## Source text
# anglický vs. anglicky



## djwebb1969

My textbook doesn't have good explanations (or any explanations). You have to figure things out yourself.

Is this right:

anglický = an adjective eg anglický koberec, an English carpet.

But anglicky = a kind of adverb, meaning "in English". Mluvit anglicky - speak in English.

The only way I can understand this is to refer to the Russian distinction between английский and по-английски, although the later has a po-, whereas anglicky doesn't.

Am I on the right lines? My textbook is one of those with pictures and extremely brief explanations - the modern method that we seem to be stuck with.


----------



## Enquiring Mind

Yes, everything you've written is correct. Czech grammar is not the same as Russian. 
Mluvíme česky/anglicky/italsky/rusky/francouzsky/německy etc. No "po-" in Czech.


----------



## djwebb1969

Enquiring Mind, Czech is a separate language from Russian, but I'm aiming to "leverage" what I know of Russian to make it easier for me to learn Czech. It won't always work but there are short cuts. Eg if I take the accusative dobrou, I can formulate the rule that ou=uju in Russian, and so I can make things a bit easier. I will concentrate my brain power on the differences.


----------



## hypoch

DJ, it's certainly much easier and recommendable to make use of your knowledge of Russian and learn Czech "differentially". And you have hit one of the differences here  Actually, I find the Czech version (without po-) more logical, if one can speak of logic in languages. We just think of "anglicky" as an adverb, just like any other adverb. So you can "mluvit rychle, pomalu, anglicky, česky, srozumitelně,...." and in a lot of other ways, you name it!


----------

## Dataset excerpt
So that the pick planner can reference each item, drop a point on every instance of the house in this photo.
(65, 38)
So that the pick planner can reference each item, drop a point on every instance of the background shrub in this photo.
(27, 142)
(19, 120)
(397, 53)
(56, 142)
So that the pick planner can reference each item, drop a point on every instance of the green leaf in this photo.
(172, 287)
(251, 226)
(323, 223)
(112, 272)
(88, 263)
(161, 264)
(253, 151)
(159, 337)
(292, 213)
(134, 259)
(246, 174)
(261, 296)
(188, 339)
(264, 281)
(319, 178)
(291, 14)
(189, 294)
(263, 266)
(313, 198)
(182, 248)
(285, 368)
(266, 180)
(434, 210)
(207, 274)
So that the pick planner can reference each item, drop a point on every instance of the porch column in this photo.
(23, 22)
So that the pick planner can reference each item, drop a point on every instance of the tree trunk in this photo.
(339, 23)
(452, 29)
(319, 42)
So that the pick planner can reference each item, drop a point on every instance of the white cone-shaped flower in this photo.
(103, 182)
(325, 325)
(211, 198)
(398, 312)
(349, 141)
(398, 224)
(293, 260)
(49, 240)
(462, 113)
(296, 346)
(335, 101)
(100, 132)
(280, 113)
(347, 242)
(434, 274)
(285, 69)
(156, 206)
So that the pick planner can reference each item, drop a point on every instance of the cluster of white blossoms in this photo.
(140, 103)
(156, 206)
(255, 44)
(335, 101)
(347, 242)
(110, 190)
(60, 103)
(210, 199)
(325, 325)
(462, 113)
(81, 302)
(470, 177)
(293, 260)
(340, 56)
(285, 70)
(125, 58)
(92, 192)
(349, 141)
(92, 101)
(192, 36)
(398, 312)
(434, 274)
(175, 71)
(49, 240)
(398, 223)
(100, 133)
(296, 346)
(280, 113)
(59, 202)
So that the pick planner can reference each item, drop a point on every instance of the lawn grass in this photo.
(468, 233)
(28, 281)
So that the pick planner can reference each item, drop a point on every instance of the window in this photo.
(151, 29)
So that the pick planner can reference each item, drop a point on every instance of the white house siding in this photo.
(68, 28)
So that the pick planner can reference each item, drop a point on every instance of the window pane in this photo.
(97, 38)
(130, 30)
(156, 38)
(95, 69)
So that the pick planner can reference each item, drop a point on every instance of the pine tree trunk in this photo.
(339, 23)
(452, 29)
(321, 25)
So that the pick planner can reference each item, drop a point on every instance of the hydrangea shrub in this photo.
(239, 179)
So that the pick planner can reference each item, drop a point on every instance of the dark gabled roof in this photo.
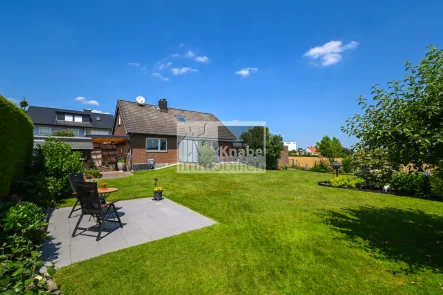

## Instructions for the task
In the forum thread, what English translation is given for "Mluvit anglicky"?

## Correct answer
Speak in English.